*** DATA RECORDS ***

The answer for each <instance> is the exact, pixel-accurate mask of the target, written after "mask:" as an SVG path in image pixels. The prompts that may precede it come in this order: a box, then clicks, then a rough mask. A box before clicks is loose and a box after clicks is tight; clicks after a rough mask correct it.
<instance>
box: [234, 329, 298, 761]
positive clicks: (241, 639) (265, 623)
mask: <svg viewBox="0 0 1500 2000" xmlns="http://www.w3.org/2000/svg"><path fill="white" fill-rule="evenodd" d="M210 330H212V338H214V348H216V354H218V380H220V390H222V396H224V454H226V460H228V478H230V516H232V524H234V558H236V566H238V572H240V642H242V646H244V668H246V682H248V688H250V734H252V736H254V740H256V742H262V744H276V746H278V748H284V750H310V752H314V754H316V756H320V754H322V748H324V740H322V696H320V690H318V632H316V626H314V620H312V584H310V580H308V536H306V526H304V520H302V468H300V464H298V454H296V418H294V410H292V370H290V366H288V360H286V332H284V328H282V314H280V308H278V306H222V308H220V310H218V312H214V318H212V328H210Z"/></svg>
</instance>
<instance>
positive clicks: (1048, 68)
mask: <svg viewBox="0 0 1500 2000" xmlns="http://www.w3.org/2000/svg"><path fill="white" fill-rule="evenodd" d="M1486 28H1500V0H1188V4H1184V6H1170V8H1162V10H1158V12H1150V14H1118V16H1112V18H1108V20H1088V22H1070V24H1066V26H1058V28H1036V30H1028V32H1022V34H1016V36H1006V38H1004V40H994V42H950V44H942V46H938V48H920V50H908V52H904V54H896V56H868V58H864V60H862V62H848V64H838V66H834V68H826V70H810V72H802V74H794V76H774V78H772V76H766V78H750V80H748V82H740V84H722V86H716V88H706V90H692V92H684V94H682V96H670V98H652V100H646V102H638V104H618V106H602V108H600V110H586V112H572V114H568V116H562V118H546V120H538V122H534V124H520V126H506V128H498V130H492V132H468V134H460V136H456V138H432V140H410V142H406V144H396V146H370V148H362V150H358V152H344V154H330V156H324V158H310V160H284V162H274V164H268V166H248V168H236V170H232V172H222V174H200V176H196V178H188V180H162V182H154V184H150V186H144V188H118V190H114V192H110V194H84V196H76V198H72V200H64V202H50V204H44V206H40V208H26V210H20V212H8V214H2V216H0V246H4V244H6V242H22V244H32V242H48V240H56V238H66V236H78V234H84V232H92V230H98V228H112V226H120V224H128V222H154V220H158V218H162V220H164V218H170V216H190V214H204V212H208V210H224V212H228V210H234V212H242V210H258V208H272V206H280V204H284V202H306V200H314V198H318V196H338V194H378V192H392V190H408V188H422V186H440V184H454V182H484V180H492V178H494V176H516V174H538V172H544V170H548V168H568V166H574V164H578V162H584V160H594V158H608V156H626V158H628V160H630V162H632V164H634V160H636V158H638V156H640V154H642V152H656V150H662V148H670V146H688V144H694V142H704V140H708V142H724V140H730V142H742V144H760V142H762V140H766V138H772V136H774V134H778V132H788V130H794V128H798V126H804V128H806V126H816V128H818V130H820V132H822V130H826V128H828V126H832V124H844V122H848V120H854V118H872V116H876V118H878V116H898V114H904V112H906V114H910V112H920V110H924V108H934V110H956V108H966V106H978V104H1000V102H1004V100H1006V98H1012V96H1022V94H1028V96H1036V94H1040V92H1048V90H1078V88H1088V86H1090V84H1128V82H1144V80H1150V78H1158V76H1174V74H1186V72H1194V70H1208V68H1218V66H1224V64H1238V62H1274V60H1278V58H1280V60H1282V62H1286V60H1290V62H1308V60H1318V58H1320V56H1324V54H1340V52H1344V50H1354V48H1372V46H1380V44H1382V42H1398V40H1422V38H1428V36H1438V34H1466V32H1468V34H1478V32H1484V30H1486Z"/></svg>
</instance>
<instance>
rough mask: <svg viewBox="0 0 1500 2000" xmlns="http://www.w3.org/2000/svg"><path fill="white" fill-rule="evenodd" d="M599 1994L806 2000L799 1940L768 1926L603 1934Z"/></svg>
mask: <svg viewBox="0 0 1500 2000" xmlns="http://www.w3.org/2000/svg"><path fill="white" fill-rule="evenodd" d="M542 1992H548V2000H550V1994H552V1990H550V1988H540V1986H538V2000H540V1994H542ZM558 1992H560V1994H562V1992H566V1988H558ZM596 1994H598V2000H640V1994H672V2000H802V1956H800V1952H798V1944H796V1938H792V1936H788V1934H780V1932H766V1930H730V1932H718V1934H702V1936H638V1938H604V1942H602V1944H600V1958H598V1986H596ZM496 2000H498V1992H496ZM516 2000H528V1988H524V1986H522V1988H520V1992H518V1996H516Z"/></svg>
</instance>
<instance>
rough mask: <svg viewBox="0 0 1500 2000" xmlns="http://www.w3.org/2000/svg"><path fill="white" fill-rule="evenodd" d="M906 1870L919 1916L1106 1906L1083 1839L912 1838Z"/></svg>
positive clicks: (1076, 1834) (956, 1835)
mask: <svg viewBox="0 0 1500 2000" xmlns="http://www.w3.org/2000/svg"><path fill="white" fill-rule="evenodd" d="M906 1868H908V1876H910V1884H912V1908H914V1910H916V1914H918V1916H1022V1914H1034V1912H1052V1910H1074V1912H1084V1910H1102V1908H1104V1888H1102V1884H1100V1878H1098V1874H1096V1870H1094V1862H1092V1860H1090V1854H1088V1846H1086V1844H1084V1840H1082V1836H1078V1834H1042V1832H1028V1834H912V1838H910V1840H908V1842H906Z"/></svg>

*** End of DATA RECORDS ***

TASK REQUIREMENTS:
Give each entry again, spelled exactly as shown.

TASK RESPONSE:
The answer for each <instance> is the exact, pixel-accurate mask of the target, written after "mask:" as an SVG path in image pixels. The prompts that may precede it come in this order: a box, then clicks, then a rough mask. A box before clicks is loose and a box after clicks is tight; clicks after a rough mask correct it.
<instance>
box: [234, 329, 298, 761]
positive clicks: (241, 639) (265, 623)
mask: <svg viewBox="0 0 1500 2000" xmlns="http://www.w3.org/2000/svg"><path fill="white" fill-rule="evenodd" d="M210 330H212V338H214V348H216V354H218V380H220V390H222V396H224V454H226V460H228V478H230V516H232V524H234V558H236V566H238V572H240V642H242V646H244V668H246V682H248V688H250V734H252V736H254V740H256V742H262V744H276V746H278V748H284V750H310V752H314V754H316V756H320V754H322V748H324V740H322V696H320V690H318V632H316V626H314V620H312V584H310V580H308V536H306V526H304V520H302V468H300V464H298V454H296V418H294V410H292V370H290V366H288V360H286V332H284V328H282V314H280V308H278V306H222V308H220V310H218V312H214V318H212V328H210Z"/></svg>
</instance>
<instance>
positive clicks: (1048, 68)
mask: <svg viewBox="0 0 1500 2000" xmlns="http://www.w3.org/2000/svg"><path fill="white" fill-rule="evenodd" d="M1486 28H1500V0H1188V4H1184V6H1170V8H1162V10H1158V12H1150V14H1118V16H1112V18H1108V20H1088V22H1070V24H1066V26H1058V28H1036V30H1028V32H1022V34H1016V36H1006V38H1004V40H994V42H950V44H942V46H938V48H920V50H908V52H904V54H896V56H868V58H864V60H862V62H848V64H838V66H834V68H826V70H810V72H802V74H794V76H774V78H772V76H766V78H750V80H748V82H740V84H722V86H716V88H706V90H692V92H684V94H682V96H670V98H652V100H646V102H638V104H618V106H602V108H600V110H586V112H572V114H568V116H562V118H546V120H538V122H534V124H520V126H506V128H498V130H492V132H468V134H460V136H456V138H432V140H410V142H406V144H396V146H370V148H362V150H358V152H344V154H330V156H324V158H310V160H284V162H274V164H268V166H248V168H236V170H232V172H222V174H200V176H196V178H188V180H162V182H154V184H150V186H144V188H118V190H114V192H110V194H84V196H76V198H72V200H64V202H50V204H44V206H40V208H26V210H20V212H8V214H2V216H0V246H4V244H6V242H22V244H32V242H48V240H56V238H66V236H78V234H84V232H92V230H98V228H112V226H120V224H128V222H154V220H158V218H162V220H164V218H170V216H190V214H204V212H208V210H224V212H228V210H234V212H242V210H258V208H272V206H280V204H284V202H306V200H314V198H318V196H338V194H378V192H392V190H408V188H422V186H440V184H454V182H484V180H492V178H494V176H516V174H538V172H544V170H548V168H568V166H574V164H578V162H584V160H594V158H608V156H626V158H628V160H630V162H632V164H634V160H636V158H638V156H640V154H642V152H656V150H662V148H670V146H688V144H694V142H704V140H708V142H724V140H730V142H742V144H760V142H762V140H766V138H772V136H774V134H778V132H788V130H794V128H798V126H804V128H806V126H816V128H818V130H820V132H822V130H826V128H828V126H832V124H844V122H848V120H854V118H872V116H876V118H878V116H898V114H904V112H906V114H910V112H920V110H924V108H934V110H956V108H966V106H978V104H1000V102H1004V100H1006V98H1012V96H1022V94H1028V96H1036V94H1040V92H1048V90H1078V88H1088V86H1090V84H1128V82H1144V80H1150V78H1158V76H1174V74H1186V72H1194V70H1208V68H1218V66H1224V64H1238V62H1274V60H1278V58H1280V60H1282V62H1286V60H1290V62H1308V60H1318V58H1320V56H1324V54H1340V52H1344V50H1354V48H1372V46H1380V44H1382V42H1398V40H1422V38H1428V36H1438V34H1466V32H1468V34H1478V32H1484V30H1486Z"/></svg>
</instance>
<instance>
rough mask: <svg viewBox="0 0 1500 2000" xmlns="http://www.w3.org/2000/svg"><path fill="white" fill-rule="evenodd" d="M599 1994L806 2000L799 1940L768 1926L603 1934Z"/></svg>
mask: <svg viewBox="0 0 1500 2000" xmlns="http://www.w3.org/2000/svg"><path fill="white" fill-rule="evenodd" d="M542 1992H548V2000H550V1994H552V1990H550V1988H540V1986H538V2000H540V1994H542ZM558 1992H560V1994H562V1992H566V1988H558ZM596 1994H598V2000H640V1994H672V2000H802V1956H800V1952H798V1944H796V1938H792V1936H788V1934H780V1932H766V1930H730V1932H718V1934H702V1936H638V1938H604V1942H602V1944H600V1958H598V1986H596ZM496 2000H498V1992H496ZM516 2000H528V1988H524V1986H522V1988H520V1992H518V1996H516Z"/></svg>
</instance>
<instance>
rough mask: <svg viewBox="0 0 1500 2000" xmlns="http://www.w3.org/2000/svg"><path fill="white" fill-rule="evenodd" d="M906 1870L919 1916L1106 1906L1083 1839L912 1838Z"/></svg>
positive clicks: (1076, 1834) (956, 1835)
mask: <svg viewBox="0 0 1500 2000" xmlns="http://www.w3.org/2000/svg"><path fill="white" fill-rule="evenodd" d="M906 1868H908V1876H910V1884H912V1908H914V1910H916V1914H918V1916H1022V1914H1034V1912H1052V1910H1074V1912H1084V1910H1102V1908H1104V1888H1102V1884H1100V1878H1098V1874H1096V1870H1094V1862H1092V1860H1090V1854H1088V1846H1086V1844H1084V1840H1082V1836H1078V1834H1042V1832H1028V1834H912V1838H910V1840H908V1842H906Z"/></svg>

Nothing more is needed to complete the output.